And if by chance you think that the existence of, say, a tick program makes no difference to the advice being dispensed, you need look no further than the Canadian Heart Foundation.  In June, they killed off their tick program.  Before June, they were happily handing out ticks to Slush Puppies and children’s snacks where sugar was the primary ingredient.  After June they were attacking the sugar sellers like they were on commission for the sale of Sweet Poison.

So when the Dietitians Association and the Heart Foundation fly into a frenzy to decry a diet which asks people to avoid processed food, any thinking person would ask, why?  Is there science behind this or have these two venerable organisations simply become mouthpieces for the processed food industry that provides them with such significant financial support?  Such is the corrosive power of conflicts of interest.

There are now very persuasive reasons to worry about their advice that we should consume seed oils (vegetable oils). And there is just as compelling evidence that ignoring sugar is taking a daily toll on the health of all Australians.

We need the Heart Foundation to follow the lead of the Canadian Heart Foundation and immediately trash its Tick program. And we need our dietitians to throw off the yoke of corporate sponsorship and provide evidence based dietary advice untainted by the smell of food industry money.

We don’t need the guardians of our health attacking a scientifically (and logically) defensible aversion to processed food. We need them guarding our health without fear or favour (especially without favour).

Join the discussion 7 Comments

  • Kaye Chalmers Gooey says:

    Fantastic piece David.

  • Tina Ransley says:

    Excellent article. It is concerning that big business appears to be influencing the professionals that are supposed to help average citizens cut through the spin.

  • Chris Lynch says:

    Well written with no ‘mud slinging’ thank you David. There are so many voices singing out loud now about who is financially in whom’s pocket that it is becoming deafening. I often think of Galileo speaking out against the popular beliefs of his time – it took time, but science won out in the end, as it will here as well, I’m sure.

  • Jaz says:

    Please sign the petition asking the Heart Foundation to change it’s ways, lets let them know that people care and aren’t going to be fed this bs anymore

    https://www.change.org/p/heart-foundation-stop-giving-advice-and-promoting-food-that-causes-heart-disease

  • antony carter says:

    Great David. This petition that is doing the rounds is great in concept but the extremely poor and bad language used by it’s promoter is going to do us more harm than good. Please talk to the girl and try and knock some sense into what we believe is an intelligent head.

:: Exercise directions ::
Extend the piece on the Heart Foundation's tick program and its reader comments, starting after the last sentence shown.

:: Record extracts ::
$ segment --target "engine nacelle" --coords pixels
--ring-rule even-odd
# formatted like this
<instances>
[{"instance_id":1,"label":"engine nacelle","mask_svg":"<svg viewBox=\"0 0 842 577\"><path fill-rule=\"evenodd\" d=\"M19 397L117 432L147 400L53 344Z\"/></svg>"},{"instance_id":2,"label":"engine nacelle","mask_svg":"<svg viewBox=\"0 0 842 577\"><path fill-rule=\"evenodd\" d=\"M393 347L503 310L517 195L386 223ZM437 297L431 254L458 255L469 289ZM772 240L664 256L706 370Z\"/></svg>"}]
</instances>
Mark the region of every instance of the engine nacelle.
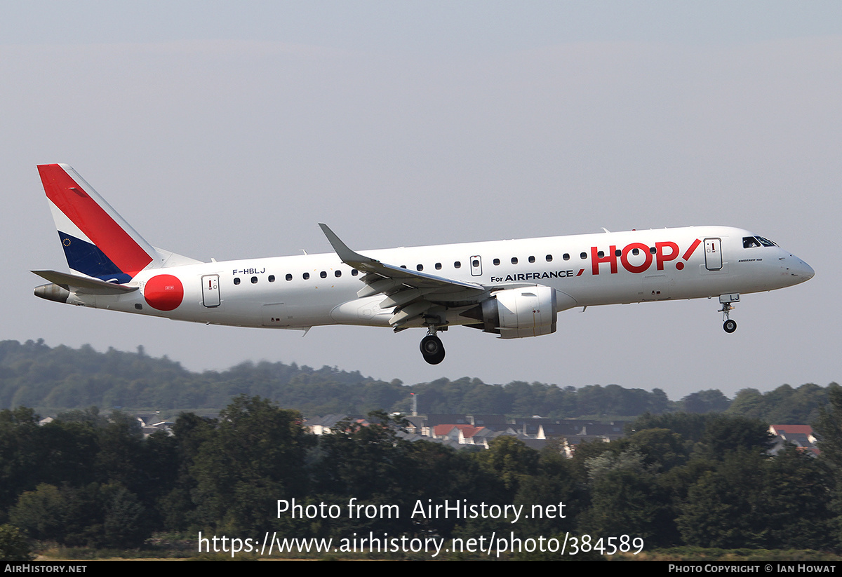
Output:
<instances>
[{"instance_id":1,"label":"engine nacelle","mask_svg":"<svg viewBox=\"0 0 842 577\"><path fill-rule=\"evenodd\" d=\"M468 325L504 339L539 336L556 331L556 291L550 287L507 288L462 315L482 323Z\"/></svg>"}]
</instances>

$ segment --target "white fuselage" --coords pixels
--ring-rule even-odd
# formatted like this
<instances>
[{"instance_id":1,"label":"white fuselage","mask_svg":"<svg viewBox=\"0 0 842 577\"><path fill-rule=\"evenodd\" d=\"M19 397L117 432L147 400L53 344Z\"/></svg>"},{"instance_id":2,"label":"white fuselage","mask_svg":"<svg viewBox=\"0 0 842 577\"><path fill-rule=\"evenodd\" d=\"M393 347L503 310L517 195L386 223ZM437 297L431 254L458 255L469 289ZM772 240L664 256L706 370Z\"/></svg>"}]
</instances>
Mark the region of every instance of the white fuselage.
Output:
<instances>
[{"instance_id":1,"label":"white fuselage","mask_svg":"<svg viewBox=\"0 0 842 577\"><path fill-rule=\"evenodd\" d=\"M754 234L698 226L513 241L362 251L382 262L463 283L544 285L557 310L647 300L747 294L797 284L813 275L803 261L769 243L744 246ZM160 310L146 285L160 275L183 285L173 309ZM139 273L125 294L72 294L68 303L174 320L238 326L389 326L383 294L358 298L365 285L335 253L189 264ZM447 322L476 322L447 310ZM411 326L419 326L420 321Z\"/></svg>"}]
</instances>

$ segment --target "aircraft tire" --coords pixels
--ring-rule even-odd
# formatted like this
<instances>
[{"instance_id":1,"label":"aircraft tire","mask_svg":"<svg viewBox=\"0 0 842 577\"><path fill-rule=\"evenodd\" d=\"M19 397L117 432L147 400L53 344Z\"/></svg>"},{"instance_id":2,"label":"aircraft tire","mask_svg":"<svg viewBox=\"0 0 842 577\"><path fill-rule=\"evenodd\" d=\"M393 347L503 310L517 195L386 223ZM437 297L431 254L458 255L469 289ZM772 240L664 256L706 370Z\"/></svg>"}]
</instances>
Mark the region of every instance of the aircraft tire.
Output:
<instances>
[{"instance_id":1,"label":"aircraft tire","mask_svg":"<svg viewBox=\"0 0 842 577\"><path fill-rule=\"evenodd\" d=\"M445 360L445 346L438 336L427 335L421 339L420 348L424 360L431 365L437 365Z\"/></svg>"}]
</instances>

:: Result of this task ::
    The establishment – with whom we are going to be dealing/convincing – will shoot us all down in flames.
    Now Chef Pete Evans is doing a great job with his LCHF Paleo Way promotions – take some guidance from him – he has 300k followers.

  • Andrew says:

    Might be time for the Heart Foundation to put their tick on some humble pie

  • Rhonda says:

    Whilst some of what you are saying is correct I think most Dietitian’s do promote whole foods over processed. I see first hand what some of these FAD diets are doing to peoples health and the expectations people have around weight loss none of which is evidenced based. From a personal point of view I state that if it has a label then it’s not real food (especially if you need a magnifying glass to read it) then put it back on the shelf as it’s shelf life will out last yours if you eat it. Most in my profession believe that the food industry is about jumping on a FAD or weight loss concept and milking it for all it’s worth, hence we have low fat products pumped with sugar that are energy higher which leads to ‘low fat diets don’t work’. Low fat diets were never about commercialization but about removing fat prior to cooking, using better cooking techniques and were shown to work well but then convenience came into being and people got lazier and stopped cooking and started purchasing commercial products and this is were the major problem is!